• _Work task_: In your reply, write out each entry exactly as given.

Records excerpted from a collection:
-.-.-

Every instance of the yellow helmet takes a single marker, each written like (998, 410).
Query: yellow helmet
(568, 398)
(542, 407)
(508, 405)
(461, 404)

-.-.-

• _Solution to this exercise_:
Every instance of the yellow helmet takes a single marker, each written like (998, 410).
Query: yellow helmet
(568, 398)
(542, 407)
(508, 405)
(461, 404)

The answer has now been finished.